ERFORDERLICHE SCHRITTE —
A - Welche Staatsangehörigkeit hat die Beschwerdeführerin laut der Entscheidung zum Befreiungsschein?
B - Greifen Sie die Entscheidung zum Befreiungsschein nach ihrem letzten Satz auf und führen Sie sie weiter.
=== ZU LESENDER TEXT ===
Index
40/01 Verwaltungsverfahren;Norm
AuslBG §15 Abs1 Z1;Betreff
Der Verwaltungsgerichtshof hat durch den Vorsitzenden Senatspräsident Dr. Fürnsinn und die Hofräte Dr. Händschke, Dr. Blaschek, Dr. Rosenmayr und Dr. Bachler als Richter, im Beisein des Schriftführers Mag. Flendrovsky, über die Beschwerde der Ü K in W, vertreten durch Dr. Werner Zach, Rechtsanwalt in 1010 Wien, Spiegelgasse 19, gegen den Bescheid des im Devolutionsweg zuständig gewordenen Bundesministers für Arbeit, Gesundheit und Soziales (nunmehr: Bundesminister für Wirtschaft und Arbeit) vom 21. Mai 1999, Zl. 130.430/2-7/99, betreffend Ausstellung eines Befreiungsscheines, zu Recht erkannt:
Spruch
Die Beschwerde wird als unbegründet abgewiesen.
Die beschwerdeführende Partei hat dem Arbeitsmarktservice Aufwendungen in der Höhe von S 4.565,-- binnen zwei Wochen bei sonstiger Exekution zu ersetzen.
Begründung
Die Beschwerdeführerin, eine türkische Staatsangehörige, stellte beim Arbeitsmarktservice Persönliche Dienste-Gastgewerbe Wien am 5. März 1998 mit dem amtlich aufgelegten Formular den Antrag auf "Ausstellung eines Befreiungsscheines nach § 4c Abs. 2 des Ausländerbeschäftigungsgesetzes".
Mit Bescheid vom 16. März 1998 lehnte das Arbeitsmarkservice Persönliche Dienste-Gastgewerbe Wien "den von Ihnen als Ausländer eingebrachten Antrag vom 5.3.1998 auf Ausstellung eines Befreiungsscheines gemäß § 4c Abs. 2 des Ausländerbeschäftigungsgesetzes (AuslBG), BGBl. Nr. 776/1996, i. d. g. F." ab.
=== BEREITGESTELLTE ANGABEN ===
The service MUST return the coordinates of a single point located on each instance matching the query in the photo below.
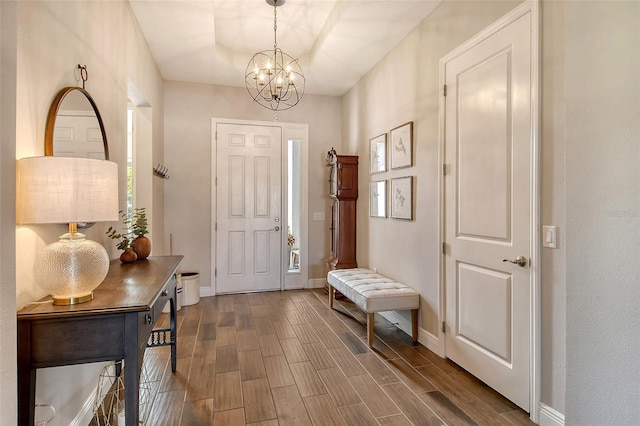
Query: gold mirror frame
(53, 114)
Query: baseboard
(316, 283)
(427, 339)
(550, 417)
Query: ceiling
(337, 41)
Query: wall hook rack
(161, 171)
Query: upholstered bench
(373, 293)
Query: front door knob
(521, 261)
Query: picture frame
(378, 154)
(402, 198)
(401, 141)
(378, 198)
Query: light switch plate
(549, 236)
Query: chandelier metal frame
(273, 78)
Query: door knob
(521, 261)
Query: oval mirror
(74, 126)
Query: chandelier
(273, 78)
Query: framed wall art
(378, 198)
(402, 198)
(378, 153)
(402, 146)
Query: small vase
(142, 247)
(128, 256)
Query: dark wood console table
(115, 325)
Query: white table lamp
(68, 190)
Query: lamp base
(75, 300)
(71, 268)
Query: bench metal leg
(414, 325)
(331, 295)
(370, 326)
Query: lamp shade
(63, 190)
(68, 190)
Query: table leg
(26, 377)
(174, 329)
(132, 366)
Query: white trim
(288, 130)
(550, 417)
(528, 7)
(85, 415)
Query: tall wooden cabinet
(343, 189)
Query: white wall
(602, 92)
(8, 398)
(189, 109)
(553, 211)
(52, 38)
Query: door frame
(528, 7)
(288, 280)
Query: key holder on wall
(161, 171)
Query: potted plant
(137, 222)
(124, 244)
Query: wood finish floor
(286, 358)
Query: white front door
(488, 209)
(249, 197)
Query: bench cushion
(373, 292)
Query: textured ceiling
(337, 41)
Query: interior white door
===
ANTWORTEN JE AUFGABE —
A - Sie ist türkische Staatsangehörige.

B -
Mit dem im Instanzenzug gemäß § 66 Abs. 4 AVG ergangenen, vor dem Verwaltungsgerichtshof angefochtenen Bescheid der im Devolutionsweg gemäß § 73 Abs. 2 AVG infolge Säumigkeit der Berufungsbehörde zuständig gewordenen belangten Behörde vom 21. Mai 1999 wurde der Berufung der Beschwerdeführerin gemäß § 4c Abs. 2 AuslBG und Art. 6 Abs. 1 dritter Unterabsatz des Beschlusses Nr. 1/1980 des Assoziationsrates vom 19. 9. 1980 über die Entwicklung der Assoziation keine Folge gegeben und der erstinstanzliche Bescheid des Arbeitsmarktservice Persönliche-Dienste Wien vom 5. März 1998 bestätigt.
Diese Entscheidung wurde von der belangten Behörde im Wesentlichen damit begründet:
"Gemäß § 4c Abs. 2 AuslBG ist einem türkischen Staatsangehörigen ein Befreiungsschein auszustellen, wenn er die Voraussetzungen nach Art. 6 Abs. 1 dritter Unterabsatz oder nach Art. 7 Abs. 1 zweiter Unterabsatz des Assoziationsratsbeschlusses Nr. 1/80 EWG-Türkei (ARB) erfüllt.
Demgemäß muss der türkische Staatsangehörige für die Ausstellung eines Befreiungsscheines gemäß § 4c AuslBG Abs. 2 vier Jahre ordnungemäßer Beschäftigung in Österreich (Art. 6 Abs. 1 dritter Unterabsatz ARB) oder einen fünfjährigen ordnungsgemäßen Wohnsitz in Österreich als Familienangehöriger (Ehegatte oder Kind) eines dem regulären österreichischen Arbeitsmarkt angehörenden türkischen Staatsbürgers (Art. 7 Abs. 1 zweiter Unterabsatz ARB) nachweisen.
...
Vor dem 1.1.1995 (Beitritt Österreichs zur Europäischen Union) unterbrochene Beschäftigungszeiten, auch wenn diese an sich zulässigerweise unterbrochen wurden (Art. 6 Abs. 2 ARB), sind mangels Geltung des ARB verloren gegangen. Bei Wiederaufnahme einer Beschäftigung beginnen die in Art. 6 Abs. 1 ARB genannten Fristen neu zu laufen. Liegen hingegen bis zum 1.1.1995 keine Unterbrechungen vor, sind die bis dahin erworbenen (durchgehenden) Beschäftigungszeiten zu berücksichtigen.
Im gegenständlichen Verfahren wurde festgestellt, daß Sie keine der beiden anspruchsbegründenden Voraussetzungen erfüllen, weil .. Ihr letztes Dienstverhältnis mit dem 13.10.1992 beendet wurde..."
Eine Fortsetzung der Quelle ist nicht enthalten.